== Document section ==

A voting exclusion statement forms part of this Notice.

5.5 Requirement to lodge a Prospectus

As discussed in section 4.2 of this Explanatory Memorandum, the ASX has required that the Company lodge a Prospectus in respect of the Shares to be issued in connection with the Acquisition. The Consideration Securities are a term of the Acquisition, and will be issued under this Prospectus. The Company intends to lodge this Prospectus with the ASX immediately following the EGM.

5.6 Directors’ recommendation

The Directors recommend that Shareholders vote in favour of Resolution 4.

If Resolution 4 is approved, its implementation will be conditional on the passing of Resolution 3.

27

6 Resolution 5 – Approval of Placement of 40,000,000 Shares

6.1 Background

As outlined in section 1.9 of this Explanatory Statement, Resolution 5 seeks Shareholder approval to issue and allot up to 40,000,000 Shares to institutional and sophisticated investors at an issue price of not less than 80% of the Volume Weighted Average Price per Share to raise approximately $1,600,000 (before costs and assuming a price of 4 cents per share).

Resolution 5 seeks Shareholder approval pursuant to ASX Listing Rule 7.1 for the Second Placement.

6.2 ASX Listing Rule Requirements

ASX Listing Rule 7.1 provides, in summary, that a listed company must not, subject to specified exceptions, issue equity securities in any 12 month period which, when aggregated with the equity securities issued by a company during the previous 12 months, will exceed 15% of the total number of fully paid ordinary shares on issue in the company at the beginning of the 12 month period, except with the prior approval of shareholders.

Resolution 5 seeks Shareholder approval under ASX Listing Rule 7.1 for the issue of up to 40,000,000 Shares. The effect of such approval is that any such Shares will not be counted as reducing the number of equity securities which the Company can issue without Shareholder approval under the limit imposed by ASX Listing Rule 7.1.

6.3 Requirement to lodge a Prospectus

As discussed in section 4.2 and 5.5 of this Explanatory Memorandum, the ASX has required that the Company lodge a full form Prospectus in respect of the Shares to be issued in connection with the Acquisition. The Second Placement is a condition precedent to the Acquisition and the Shares to be issued as part of the Second Placement will be issued under this Prospectus. The Company intends to lodge this Prospectus immediately following the EGM.

== Job ==
Write out the explanatory memorandum excerpt word for word, starting with "The Directors recommend" and going on through "of Resolution 3.".

Segmentation labeling entries:
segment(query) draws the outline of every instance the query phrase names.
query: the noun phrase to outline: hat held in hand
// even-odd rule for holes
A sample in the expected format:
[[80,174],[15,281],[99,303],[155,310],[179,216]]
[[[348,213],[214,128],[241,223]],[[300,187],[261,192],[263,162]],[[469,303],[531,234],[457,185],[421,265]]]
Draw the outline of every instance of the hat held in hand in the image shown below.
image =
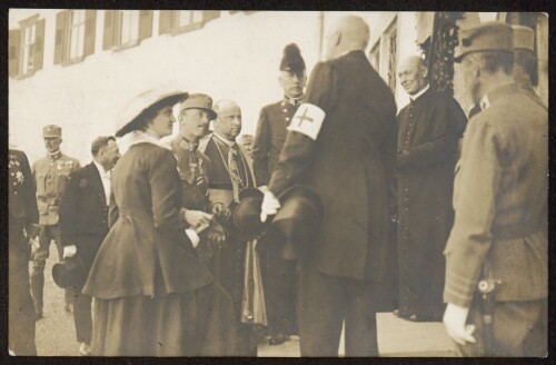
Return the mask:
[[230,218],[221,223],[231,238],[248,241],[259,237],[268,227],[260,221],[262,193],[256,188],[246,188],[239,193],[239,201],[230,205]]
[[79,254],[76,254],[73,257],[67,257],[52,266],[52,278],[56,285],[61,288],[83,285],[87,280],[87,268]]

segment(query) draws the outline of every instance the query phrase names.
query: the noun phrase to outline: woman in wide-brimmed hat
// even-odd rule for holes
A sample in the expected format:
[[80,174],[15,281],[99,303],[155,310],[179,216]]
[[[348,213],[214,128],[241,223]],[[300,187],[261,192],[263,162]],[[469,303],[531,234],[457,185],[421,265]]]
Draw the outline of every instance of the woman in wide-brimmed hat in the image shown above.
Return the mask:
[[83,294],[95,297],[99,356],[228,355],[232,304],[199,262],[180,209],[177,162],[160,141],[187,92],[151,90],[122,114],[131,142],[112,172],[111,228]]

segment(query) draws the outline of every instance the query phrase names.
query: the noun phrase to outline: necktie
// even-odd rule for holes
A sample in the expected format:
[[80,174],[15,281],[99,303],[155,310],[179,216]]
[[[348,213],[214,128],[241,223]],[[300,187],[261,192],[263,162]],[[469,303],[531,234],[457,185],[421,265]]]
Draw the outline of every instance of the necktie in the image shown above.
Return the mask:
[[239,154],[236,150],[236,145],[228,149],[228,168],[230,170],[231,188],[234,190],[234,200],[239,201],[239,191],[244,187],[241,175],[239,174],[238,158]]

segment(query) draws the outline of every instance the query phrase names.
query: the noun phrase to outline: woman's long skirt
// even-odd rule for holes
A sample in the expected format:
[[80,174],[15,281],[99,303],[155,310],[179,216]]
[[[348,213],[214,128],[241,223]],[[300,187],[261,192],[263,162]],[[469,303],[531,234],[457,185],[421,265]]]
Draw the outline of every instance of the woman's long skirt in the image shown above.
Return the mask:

== Answer for this exercise ==
The Directors recommend that Shareholders vote in favour of Resolution 4.

If Resolution 4 is approved, its implementation will be conditional on the passing of Resolution 3.